### Your instructions
Go through the records and report each line holding the string "plastic".

### Supplied material
┄┄┄┄┄┄
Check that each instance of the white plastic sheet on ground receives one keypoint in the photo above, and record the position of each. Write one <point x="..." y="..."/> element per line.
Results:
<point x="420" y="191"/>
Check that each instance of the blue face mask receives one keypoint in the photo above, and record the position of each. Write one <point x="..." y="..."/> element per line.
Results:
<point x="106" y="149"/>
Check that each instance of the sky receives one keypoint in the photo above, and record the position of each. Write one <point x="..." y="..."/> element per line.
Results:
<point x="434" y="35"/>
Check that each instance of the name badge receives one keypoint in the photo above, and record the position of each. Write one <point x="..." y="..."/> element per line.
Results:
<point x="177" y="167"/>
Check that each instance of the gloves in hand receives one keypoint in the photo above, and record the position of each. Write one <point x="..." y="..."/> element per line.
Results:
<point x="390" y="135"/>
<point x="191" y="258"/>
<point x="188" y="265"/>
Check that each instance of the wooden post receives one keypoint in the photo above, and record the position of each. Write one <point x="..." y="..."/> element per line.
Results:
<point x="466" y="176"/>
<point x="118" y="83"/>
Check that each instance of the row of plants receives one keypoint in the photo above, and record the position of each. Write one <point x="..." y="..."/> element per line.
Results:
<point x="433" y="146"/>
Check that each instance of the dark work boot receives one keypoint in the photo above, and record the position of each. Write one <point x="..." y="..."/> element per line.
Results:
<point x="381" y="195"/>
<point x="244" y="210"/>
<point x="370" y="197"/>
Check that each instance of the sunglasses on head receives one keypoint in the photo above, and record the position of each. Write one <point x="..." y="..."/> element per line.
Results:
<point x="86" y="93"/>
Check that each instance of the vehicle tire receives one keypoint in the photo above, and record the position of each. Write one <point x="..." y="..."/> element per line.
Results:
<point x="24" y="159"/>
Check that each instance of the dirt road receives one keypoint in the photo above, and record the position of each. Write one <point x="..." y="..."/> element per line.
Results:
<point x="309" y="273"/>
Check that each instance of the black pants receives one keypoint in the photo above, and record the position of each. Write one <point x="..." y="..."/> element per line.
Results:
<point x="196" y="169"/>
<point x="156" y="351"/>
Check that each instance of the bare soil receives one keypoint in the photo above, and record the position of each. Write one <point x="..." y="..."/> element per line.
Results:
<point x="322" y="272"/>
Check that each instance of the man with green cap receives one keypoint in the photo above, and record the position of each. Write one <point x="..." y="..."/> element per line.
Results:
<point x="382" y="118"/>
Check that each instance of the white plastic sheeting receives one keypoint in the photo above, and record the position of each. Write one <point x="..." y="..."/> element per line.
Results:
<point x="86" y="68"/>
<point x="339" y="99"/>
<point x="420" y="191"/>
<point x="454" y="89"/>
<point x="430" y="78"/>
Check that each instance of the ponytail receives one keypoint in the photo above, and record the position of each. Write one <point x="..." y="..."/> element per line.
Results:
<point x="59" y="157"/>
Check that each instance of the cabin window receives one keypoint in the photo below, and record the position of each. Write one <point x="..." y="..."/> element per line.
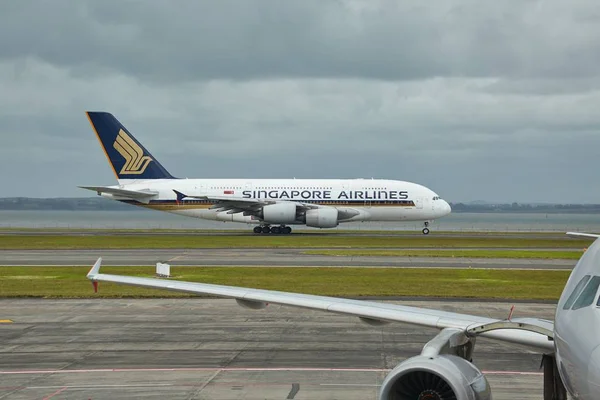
┄┄┄┄┄┄
### Reply
Check that each instance of the white plastic sheet on ground receives one keypoint in the photo above, and record the position of each. Write one <point x="..." y="..."/> element per line.
Check that each instance of the white plastic sheeting receives one keypoint in the photo above, and record the position of each. Write one <point x="..." y="..."/> element per line.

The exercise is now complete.